Output, as a numbered list, every line from the start of the records through the line that contains "339L539 350L544 351L576", including that line. Skip blank lines and leave the pictures out.

─── Study material

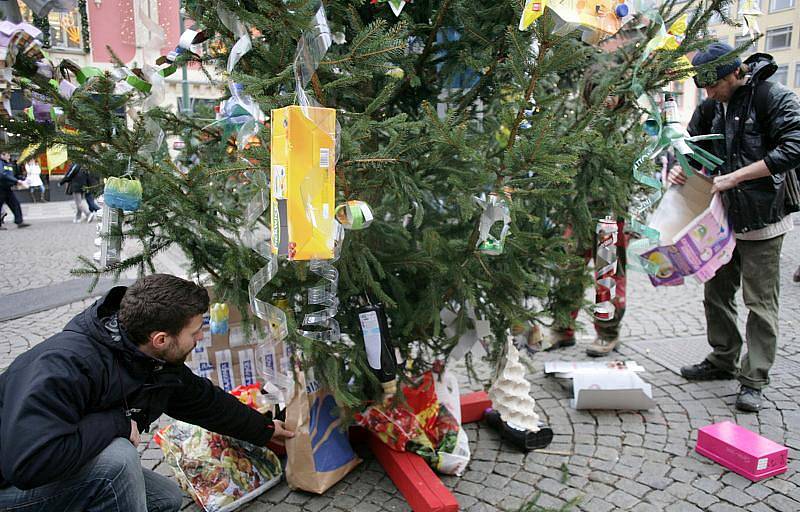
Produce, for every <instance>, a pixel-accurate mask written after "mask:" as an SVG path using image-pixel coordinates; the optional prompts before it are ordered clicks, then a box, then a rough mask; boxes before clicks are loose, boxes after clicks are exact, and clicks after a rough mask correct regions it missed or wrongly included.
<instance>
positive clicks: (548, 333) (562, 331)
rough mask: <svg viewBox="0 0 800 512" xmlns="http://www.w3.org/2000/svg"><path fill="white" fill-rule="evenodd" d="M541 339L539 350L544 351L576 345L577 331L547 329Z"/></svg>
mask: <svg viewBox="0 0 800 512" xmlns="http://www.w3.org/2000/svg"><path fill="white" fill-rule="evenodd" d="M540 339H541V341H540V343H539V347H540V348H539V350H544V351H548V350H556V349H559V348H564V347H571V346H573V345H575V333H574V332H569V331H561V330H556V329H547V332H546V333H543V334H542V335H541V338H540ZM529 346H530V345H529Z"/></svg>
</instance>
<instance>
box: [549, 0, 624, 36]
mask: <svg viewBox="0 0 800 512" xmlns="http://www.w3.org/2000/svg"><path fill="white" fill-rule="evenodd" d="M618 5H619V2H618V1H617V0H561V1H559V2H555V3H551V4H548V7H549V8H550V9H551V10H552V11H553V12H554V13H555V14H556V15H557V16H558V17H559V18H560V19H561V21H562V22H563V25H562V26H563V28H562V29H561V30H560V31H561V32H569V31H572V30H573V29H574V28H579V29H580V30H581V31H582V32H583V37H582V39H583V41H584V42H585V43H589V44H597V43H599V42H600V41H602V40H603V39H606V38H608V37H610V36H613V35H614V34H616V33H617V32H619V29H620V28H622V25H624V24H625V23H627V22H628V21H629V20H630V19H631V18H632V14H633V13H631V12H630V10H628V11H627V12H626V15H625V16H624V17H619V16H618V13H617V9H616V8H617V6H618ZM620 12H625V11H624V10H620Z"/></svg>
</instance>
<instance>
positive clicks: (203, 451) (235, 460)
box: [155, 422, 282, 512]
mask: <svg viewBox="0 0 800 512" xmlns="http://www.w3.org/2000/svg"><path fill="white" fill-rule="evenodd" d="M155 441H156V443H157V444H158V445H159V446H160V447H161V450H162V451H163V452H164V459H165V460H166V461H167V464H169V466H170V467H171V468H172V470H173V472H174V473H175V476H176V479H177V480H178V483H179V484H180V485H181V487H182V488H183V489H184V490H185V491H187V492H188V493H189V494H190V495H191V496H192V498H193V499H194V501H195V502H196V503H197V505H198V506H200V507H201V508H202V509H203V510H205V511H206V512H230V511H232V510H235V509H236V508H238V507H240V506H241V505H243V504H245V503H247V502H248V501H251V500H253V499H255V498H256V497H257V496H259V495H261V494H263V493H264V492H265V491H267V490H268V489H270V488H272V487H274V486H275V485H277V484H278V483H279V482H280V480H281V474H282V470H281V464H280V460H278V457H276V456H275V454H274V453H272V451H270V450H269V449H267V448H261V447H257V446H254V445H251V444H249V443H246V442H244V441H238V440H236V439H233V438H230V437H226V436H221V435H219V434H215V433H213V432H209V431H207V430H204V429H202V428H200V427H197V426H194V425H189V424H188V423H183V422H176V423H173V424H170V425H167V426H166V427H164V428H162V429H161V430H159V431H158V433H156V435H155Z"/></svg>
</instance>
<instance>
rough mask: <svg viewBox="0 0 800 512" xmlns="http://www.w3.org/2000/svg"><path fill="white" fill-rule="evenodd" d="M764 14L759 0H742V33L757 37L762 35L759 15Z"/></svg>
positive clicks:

──────

#### [Result below]
1. Produce, for every <instance>, a pixel-accurate mask written after "mask:" as an SVG path using image-pixel coordinates; the optional prompts before it are ordered clicks, then a box, then a rough mask; boxes before clicks are loose, boxes after clicks are exact, and clicks after a rough mask correct regions it missed or wrongly included.
2. <instance>
3. positive clicks: (548, 333) (562, 331)
4. rough mask: <svg viewBox="0 0 800 512" xmlns="http://www.w3.org/2000/svg"><path fill="white" fill-rule="evenodd" d="M541 339L539 350L544 351L576 345L577 331L547 329Z"/></svg>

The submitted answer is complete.